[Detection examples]
------------------------------------------------

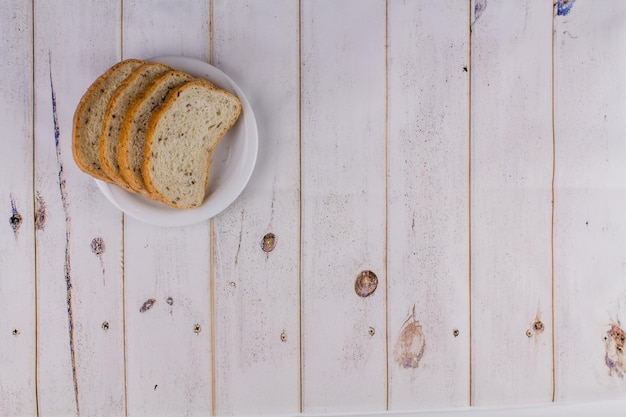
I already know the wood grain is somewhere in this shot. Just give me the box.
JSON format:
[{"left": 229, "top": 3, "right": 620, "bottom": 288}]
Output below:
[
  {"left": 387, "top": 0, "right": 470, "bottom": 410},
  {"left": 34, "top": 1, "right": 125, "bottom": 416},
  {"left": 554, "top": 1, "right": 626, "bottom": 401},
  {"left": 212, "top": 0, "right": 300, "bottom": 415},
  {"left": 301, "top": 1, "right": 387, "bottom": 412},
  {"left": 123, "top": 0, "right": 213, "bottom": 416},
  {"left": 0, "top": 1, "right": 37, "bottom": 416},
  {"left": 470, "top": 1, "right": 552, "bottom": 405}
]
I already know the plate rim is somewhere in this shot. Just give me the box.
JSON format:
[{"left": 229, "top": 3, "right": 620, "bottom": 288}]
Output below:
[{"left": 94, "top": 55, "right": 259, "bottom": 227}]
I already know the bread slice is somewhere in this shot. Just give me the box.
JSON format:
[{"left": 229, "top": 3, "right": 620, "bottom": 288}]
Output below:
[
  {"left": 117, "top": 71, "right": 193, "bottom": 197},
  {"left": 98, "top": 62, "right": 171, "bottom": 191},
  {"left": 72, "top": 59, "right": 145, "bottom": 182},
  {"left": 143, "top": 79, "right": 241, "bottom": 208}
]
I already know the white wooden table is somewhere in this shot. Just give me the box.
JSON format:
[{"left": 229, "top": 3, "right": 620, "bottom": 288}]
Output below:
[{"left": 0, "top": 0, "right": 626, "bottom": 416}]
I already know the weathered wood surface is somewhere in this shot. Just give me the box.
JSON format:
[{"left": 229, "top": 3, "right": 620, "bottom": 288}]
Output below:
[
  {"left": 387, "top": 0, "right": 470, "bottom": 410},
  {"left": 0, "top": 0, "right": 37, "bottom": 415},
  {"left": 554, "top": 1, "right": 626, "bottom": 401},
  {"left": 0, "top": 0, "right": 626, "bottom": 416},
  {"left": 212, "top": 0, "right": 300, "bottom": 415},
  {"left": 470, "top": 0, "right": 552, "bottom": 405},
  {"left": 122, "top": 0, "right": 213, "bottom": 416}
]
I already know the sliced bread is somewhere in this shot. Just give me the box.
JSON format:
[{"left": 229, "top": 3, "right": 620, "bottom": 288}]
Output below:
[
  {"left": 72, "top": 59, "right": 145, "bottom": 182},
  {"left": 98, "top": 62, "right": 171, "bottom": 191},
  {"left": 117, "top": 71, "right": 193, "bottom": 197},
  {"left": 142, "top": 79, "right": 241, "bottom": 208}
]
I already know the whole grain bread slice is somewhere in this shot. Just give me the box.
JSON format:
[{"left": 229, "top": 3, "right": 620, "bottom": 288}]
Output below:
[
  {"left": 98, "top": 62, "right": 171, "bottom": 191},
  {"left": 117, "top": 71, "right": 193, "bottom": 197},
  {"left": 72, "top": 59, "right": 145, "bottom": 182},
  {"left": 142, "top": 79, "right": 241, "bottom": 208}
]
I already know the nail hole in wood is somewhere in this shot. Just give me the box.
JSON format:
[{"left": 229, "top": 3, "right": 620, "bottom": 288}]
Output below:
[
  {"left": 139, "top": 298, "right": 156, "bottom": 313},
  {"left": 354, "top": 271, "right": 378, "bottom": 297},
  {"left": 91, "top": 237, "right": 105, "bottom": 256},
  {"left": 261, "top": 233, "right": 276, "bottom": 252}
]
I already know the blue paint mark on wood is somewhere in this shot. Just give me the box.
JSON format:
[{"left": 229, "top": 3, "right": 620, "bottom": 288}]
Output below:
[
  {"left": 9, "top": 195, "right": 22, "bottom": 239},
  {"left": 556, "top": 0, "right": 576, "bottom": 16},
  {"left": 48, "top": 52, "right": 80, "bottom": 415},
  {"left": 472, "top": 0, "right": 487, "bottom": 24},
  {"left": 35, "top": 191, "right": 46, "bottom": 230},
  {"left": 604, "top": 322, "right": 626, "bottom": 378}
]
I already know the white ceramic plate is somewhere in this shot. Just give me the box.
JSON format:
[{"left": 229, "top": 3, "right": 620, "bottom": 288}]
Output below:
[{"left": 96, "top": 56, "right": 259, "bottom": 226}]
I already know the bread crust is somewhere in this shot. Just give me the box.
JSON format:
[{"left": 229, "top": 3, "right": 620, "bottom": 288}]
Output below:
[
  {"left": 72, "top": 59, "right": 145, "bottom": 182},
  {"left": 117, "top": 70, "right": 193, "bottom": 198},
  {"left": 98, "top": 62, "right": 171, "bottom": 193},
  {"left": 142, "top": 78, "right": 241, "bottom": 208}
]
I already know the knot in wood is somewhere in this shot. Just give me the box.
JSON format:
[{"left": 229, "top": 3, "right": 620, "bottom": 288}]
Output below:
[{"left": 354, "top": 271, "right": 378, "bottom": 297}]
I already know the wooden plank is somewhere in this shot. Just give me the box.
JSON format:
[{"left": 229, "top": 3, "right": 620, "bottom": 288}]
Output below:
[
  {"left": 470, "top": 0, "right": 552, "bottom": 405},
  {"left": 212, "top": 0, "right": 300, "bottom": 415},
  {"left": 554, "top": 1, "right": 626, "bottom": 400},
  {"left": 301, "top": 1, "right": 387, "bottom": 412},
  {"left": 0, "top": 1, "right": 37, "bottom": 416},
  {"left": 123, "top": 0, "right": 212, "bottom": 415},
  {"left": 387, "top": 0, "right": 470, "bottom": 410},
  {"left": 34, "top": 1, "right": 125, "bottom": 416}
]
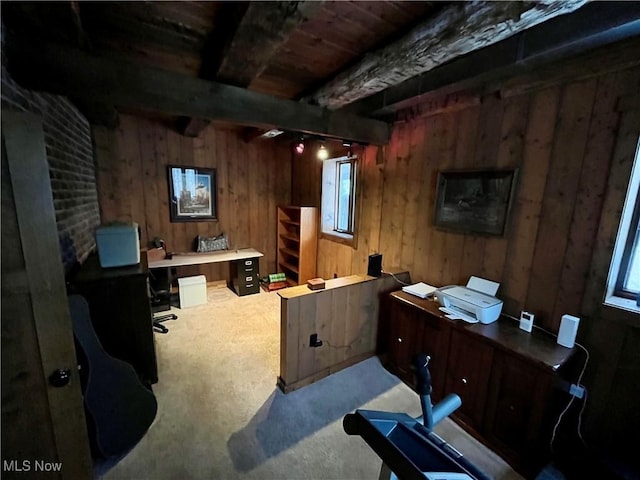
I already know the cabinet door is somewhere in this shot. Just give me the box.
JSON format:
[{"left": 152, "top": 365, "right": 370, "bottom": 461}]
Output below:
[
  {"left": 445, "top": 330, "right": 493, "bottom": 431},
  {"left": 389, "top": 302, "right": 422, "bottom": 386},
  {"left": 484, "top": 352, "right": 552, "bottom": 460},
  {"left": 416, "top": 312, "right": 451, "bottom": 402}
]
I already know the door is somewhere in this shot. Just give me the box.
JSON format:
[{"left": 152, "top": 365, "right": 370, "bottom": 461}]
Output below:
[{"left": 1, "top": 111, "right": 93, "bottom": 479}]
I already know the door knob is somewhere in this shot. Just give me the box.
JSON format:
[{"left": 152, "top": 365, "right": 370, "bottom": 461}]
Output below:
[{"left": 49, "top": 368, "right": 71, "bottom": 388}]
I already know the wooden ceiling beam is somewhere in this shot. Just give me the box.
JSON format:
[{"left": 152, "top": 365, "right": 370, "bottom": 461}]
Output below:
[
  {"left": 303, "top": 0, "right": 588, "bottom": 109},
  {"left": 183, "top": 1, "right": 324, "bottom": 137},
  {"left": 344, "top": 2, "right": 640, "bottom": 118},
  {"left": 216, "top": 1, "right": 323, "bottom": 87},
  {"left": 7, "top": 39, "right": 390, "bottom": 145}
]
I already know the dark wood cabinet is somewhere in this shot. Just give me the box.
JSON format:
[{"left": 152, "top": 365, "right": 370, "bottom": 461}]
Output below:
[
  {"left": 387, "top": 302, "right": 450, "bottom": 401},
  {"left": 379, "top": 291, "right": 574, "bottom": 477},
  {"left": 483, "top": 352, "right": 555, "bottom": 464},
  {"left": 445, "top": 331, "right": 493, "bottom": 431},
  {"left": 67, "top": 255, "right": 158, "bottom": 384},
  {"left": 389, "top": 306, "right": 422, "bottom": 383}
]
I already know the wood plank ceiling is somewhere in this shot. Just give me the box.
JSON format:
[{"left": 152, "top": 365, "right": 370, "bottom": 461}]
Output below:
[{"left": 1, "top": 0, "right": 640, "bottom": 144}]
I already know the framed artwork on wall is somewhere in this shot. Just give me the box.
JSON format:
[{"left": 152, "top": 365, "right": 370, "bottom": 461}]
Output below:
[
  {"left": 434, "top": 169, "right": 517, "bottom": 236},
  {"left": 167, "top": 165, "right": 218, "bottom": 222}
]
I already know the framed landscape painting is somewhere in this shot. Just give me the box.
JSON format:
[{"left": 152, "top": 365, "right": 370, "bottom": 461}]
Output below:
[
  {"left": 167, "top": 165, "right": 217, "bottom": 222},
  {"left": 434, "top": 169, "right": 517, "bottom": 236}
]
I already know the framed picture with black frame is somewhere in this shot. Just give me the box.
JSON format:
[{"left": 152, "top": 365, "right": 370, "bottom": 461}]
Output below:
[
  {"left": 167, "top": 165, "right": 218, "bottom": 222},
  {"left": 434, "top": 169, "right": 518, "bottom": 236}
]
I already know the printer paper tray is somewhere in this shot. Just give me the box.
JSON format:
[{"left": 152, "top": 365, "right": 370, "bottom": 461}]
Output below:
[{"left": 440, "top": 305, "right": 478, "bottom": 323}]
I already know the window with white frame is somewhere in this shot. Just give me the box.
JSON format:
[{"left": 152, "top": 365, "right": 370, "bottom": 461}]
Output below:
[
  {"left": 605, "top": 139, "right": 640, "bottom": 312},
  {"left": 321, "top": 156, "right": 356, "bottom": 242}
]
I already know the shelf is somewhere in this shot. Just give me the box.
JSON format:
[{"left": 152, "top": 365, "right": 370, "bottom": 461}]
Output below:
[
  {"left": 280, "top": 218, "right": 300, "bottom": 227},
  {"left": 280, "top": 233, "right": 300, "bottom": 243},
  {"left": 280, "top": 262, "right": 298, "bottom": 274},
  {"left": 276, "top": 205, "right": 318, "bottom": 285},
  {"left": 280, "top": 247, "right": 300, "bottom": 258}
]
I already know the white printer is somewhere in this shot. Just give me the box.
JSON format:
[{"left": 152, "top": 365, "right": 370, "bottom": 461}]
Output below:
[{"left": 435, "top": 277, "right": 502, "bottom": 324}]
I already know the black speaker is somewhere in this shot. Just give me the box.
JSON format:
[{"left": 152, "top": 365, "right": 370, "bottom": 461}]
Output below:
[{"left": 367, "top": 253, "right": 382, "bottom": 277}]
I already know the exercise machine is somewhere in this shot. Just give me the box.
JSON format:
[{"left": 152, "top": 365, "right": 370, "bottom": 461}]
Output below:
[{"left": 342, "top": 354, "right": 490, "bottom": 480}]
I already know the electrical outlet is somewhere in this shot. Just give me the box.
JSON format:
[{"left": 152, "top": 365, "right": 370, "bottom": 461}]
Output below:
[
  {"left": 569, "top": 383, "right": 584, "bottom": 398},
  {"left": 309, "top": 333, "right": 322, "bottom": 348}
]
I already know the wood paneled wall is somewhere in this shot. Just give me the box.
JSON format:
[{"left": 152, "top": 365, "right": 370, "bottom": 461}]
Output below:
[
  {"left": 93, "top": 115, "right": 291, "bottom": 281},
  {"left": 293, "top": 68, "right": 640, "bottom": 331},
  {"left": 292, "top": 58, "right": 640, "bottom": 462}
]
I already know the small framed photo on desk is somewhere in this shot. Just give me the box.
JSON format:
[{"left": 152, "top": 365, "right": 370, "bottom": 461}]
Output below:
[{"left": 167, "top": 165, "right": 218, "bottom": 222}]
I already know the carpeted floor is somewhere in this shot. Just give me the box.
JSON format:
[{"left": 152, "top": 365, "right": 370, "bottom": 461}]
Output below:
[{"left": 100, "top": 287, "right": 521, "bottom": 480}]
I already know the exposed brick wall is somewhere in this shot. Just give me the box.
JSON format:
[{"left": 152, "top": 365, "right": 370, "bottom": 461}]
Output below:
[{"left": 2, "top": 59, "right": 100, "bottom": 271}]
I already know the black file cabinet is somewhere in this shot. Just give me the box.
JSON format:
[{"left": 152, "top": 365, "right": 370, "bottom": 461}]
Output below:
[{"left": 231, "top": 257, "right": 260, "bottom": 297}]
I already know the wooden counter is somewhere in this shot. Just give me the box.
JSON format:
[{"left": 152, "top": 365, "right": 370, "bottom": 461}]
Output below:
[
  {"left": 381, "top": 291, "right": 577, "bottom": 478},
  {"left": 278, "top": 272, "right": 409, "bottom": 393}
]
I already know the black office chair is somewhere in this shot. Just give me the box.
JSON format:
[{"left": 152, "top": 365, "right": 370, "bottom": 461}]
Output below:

------------------------------------------------

## TASK DETAILS
How many lines of the data above contain the word "plank"? Reply with the number alone.

## ANSWER TO THE EXERCISE
2